Direction:
Please pull out the full commentary on the App.net State of the Union post below and reproduce it word for word.

Is there anyone with the remotest connection to App.net who hasn't read the ADN State of the Union post yet? I doubt it. It's been endlessly discussed over the last couple of days, and there's a pretty clear divide between those who see it as the end, or the beginning of the end, and those who see it as a new beginning. I'm still figuring out what I think about it, but I find that I have a few things to say about it anyway, because why leave the tech douchebaggery to others? I'm sure this will not be entirely well-received, but so be it.
Let me say at the outset that I'm sticking with ADN, because I like it, and I'll be there until they turn off the lights (or the fabled #adnprinter). But let's not kid ourselves. It's not a commercial success. It may not be an abject failure (yet), but laying off the entire staff, open-sourcing the code and taking the founders off the payroll is not the natural progression for a successful project. I actually give Dalton and Bryan a lot of credit for not just doing the easy thing and winding it up, instead of doing us all a favor by keeping it going for now, but I can't quite shake the feeling that I've seen this play before. What we're really looking at now is a probable state of benign neglect, at best. It may continue in this state for some time, but if you think it was hard to convince your friends to join ADN before, when it had a full-time support staff and VC-sponsored development, you ain't seen nothin' yet. And I'm not sure how you convince developers to build apps when the Developer Incentive Program has been killed, and even the best developers (paging Bill Kunz…) have been unable to make much money from their efforts.

Records supplied:
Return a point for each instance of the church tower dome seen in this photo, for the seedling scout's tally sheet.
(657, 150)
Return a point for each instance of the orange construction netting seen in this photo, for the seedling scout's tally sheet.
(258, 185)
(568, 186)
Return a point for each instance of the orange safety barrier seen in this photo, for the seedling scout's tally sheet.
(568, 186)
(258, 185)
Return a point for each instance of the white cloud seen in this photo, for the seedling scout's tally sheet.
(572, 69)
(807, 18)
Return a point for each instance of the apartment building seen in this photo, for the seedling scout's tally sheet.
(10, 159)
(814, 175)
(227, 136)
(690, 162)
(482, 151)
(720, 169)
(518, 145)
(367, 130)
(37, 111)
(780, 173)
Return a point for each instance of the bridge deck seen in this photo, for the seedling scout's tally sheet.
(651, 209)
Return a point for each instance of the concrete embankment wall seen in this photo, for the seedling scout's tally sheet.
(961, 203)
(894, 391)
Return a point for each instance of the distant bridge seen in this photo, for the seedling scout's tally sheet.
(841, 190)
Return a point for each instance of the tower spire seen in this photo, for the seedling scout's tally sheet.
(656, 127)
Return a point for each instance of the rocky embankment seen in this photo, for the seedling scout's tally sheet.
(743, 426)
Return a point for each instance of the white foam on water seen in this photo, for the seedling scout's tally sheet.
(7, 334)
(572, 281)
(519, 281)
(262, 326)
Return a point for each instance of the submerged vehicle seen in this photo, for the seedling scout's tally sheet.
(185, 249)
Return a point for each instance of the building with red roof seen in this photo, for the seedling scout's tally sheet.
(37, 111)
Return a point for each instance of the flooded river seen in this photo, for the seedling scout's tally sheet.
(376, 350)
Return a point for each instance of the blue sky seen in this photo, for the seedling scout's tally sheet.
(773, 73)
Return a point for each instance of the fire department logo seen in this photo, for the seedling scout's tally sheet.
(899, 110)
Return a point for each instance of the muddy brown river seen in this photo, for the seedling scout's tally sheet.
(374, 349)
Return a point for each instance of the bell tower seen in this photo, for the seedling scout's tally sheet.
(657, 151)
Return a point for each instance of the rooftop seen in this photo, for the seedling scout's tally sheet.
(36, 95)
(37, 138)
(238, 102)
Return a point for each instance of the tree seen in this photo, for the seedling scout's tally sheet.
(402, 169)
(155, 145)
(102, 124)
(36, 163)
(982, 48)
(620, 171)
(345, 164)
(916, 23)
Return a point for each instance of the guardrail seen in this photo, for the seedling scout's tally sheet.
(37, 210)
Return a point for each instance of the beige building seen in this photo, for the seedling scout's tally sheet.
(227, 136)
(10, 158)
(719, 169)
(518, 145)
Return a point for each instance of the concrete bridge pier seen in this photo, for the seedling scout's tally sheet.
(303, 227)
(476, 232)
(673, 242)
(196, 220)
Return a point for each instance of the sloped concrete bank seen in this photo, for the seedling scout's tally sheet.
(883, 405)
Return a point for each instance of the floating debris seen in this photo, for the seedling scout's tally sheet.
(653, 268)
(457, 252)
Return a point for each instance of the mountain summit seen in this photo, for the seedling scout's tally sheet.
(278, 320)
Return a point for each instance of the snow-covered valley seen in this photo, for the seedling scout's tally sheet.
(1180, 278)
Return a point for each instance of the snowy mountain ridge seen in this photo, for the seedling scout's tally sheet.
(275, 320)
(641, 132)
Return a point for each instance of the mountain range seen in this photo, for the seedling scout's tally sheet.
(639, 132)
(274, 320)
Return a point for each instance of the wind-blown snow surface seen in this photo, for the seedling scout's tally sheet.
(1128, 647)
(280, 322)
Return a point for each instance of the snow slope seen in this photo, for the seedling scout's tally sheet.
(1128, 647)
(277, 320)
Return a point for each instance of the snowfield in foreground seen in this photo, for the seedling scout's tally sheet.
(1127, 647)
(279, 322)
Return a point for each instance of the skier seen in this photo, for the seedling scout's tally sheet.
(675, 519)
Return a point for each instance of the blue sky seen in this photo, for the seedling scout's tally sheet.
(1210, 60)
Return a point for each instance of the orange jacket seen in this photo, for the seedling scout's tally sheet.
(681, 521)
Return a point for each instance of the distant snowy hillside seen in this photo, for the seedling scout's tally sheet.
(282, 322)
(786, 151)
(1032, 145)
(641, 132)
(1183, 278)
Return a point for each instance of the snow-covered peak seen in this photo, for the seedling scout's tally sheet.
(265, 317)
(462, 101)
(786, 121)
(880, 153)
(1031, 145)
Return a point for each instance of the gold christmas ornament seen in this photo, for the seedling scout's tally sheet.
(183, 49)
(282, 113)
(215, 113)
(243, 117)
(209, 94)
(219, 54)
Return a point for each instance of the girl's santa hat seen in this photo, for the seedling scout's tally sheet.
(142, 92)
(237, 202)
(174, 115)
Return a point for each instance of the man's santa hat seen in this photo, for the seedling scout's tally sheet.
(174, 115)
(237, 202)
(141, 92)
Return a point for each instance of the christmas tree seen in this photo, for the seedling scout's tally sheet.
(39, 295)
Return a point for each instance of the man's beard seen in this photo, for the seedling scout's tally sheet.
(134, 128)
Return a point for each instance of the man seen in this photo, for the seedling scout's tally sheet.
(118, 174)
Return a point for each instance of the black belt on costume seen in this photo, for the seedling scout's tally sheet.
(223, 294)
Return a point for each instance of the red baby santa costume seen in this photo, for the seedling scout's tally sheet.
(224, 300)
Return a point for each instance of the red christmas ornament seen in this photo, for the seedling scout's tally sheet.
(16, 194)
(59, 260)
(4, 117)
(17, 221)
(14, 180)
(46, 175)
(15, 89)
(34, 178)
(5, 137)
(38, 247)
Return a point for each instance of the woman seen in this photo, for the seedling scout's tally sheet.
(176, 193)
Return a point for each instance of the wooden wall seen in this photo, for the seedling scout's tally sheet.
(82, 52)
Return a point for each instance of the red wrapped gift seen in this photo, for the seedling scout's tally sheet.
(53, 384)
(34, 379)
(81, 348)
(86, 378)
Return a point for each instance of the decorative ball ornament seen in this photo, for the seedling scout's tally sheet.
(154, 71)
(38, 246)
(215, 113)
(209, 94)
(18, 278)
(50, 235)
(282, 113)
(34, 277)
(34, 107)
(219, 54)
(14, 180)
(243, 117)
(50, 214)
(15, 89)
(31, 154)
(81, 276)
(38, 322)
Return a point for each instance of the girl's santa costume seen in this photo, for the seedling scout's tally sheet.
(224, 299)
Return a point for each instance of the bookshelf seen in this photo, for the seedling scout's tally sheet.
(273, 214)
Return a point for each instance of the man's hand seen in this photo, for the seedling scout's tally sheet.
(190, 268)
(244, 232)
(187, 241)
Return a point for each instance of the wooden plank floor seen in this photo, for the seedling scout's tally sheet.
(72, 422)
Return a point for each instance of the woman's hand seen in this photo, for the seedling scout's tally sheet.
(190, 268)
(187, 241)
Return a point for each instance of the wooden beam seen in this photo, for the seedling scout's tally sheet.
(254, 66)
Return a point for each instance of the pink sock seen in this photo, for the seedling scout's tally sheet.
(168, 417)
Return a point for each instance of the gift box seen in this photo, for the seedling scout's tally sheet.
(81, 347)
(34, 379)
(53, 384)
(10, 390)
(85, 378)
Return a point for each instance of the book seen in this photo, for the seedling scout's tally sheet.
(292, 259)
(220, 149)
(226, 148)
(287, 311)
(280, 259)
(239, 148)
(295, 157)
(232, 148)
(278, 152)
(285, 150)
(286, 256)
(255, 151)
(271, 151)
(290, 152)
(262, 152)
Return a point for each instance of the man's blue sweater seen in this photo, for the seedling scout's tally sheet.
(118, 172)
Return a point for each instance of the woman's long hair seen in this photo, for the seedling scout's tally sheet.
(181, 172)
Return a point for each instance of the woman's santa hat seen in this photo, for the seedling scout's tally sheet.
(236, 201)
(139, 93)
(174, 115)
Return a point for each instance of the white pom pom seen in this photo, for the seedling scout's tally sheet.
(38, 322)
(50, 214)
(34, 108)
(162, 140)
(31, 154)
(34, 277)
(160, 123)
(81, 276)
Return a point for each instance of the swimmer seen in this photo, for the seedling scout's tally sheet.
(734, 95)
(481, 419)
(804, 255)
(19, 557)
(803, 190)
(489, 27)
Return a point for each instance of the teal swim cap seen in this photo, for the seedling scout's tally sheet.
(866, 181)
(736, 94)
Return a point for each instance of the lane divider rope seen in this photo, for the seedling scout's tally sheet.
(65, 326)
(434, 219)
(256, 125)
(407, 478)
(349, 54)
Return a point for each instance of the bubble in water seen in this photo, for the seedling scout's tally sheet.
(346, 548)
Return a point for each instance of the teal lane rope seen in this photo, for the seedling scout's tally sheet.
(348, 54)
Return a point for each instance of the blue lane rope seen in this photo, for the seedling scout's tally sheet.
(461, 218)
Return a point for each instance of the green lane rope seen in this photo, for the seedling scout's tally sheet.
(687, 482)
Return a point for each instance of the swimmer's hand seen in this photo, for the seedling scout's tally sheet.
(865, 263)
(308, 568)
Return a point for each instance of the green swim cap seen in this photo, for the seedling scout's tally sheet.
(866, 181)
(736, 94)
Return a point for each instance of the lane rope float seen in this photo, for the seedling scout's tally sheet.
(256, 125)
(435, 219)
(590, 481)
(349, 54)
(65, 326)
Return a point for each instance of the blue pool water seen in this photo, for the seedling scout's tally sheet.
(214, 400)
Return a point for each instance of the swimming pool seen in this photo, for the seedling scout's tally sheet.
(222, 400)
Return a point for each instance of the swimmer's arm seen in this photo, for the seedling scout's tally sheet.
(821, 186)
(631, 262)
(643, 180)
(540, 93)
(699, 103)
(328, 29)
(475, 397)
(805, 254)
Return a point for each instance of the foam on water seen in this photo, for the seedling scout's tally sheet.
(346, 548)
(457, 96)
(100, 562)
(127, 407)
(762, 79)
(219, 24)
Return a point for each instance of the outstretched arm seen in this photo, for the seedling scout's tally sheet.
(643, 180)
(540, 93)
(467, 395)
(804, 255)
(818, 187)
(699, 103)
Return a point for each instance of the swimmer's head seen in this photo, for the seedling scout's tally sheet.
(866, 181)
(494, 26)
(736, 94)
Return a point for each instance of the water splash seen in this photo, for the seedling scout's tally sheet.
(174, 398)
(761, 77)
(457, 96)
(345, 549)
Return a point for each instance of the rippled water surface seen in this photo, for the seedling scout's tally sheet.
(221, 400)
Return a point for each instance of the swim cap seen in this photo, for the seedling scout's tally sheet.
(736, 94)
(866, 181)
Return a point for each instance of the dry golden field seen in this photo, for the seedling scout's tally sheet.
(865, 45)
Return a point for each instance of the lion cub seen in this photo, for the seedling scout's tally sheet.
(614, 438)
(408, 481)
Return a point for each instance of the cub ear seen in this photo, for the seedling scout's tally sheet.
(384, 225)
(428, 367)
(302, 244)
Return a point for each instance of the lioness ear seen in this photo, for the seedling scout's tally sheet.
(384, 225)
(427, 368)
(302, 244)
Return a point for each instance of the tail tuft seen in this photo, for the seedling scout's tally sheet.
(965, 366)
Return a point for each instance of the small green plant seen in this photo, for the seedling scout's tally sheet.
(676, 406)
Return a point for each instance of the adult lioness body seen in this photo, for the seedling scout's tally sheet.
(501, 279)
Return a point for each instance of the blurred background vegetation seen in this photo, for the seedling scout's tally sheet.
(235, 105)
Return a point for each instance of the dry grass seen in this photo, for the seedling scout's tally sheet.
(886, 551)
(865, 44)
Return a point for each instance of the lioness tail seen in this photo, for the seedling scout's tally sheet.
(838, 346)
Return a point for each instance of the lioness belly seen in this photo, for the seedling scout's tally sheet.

Reply:
Is there anyone with the remotest connection to App.net who hasn't read the ADN State of the Union post yet? I doubt it. It's been endlessly discussed over the last couple of days, and there's a pretty clear divide between those who see it as the end, or the beginning of the end, and those who see it as a new beginning. I'm still figuring out what I think about it, but I find that I have a few things to say about it anyway, because why leave the tech douchebaggery to others? I'm sure this will not be entirely well-received, but so be it.
Let me say at the outset that I'm sticking with ADN, because I like it, and I'll be there until they turn off the lights (or the fabled #adnprinter). But let's not kid ourselves. It's not a commercial success. It may not be an abject failure (yet), but laying off the entire staff, open-sourcing the code and taking the founders off the payroll is not the natural progression for a successful project. I actually give Dalton and Bryan a lot of credit for not just doing the easy thing and winding it up, instead of doing us all a favor by keeping it going for now, but I can't quite shake the feeling that I've seen this play before. What we're really looking at now is a probable state of benign neglect, at best. It may continue in this state for some time, but if you think it was hard to convince your friends to join ADN before, when it had a full-time support staff and VC-sponsored development, you ain't seen nothin' yet. And I'm not sure how you convince developers to build apps when the Developer Incentive Program has been killed, and even the best developers (paging Bill Kunz…) have been unable to make much money from their efforts.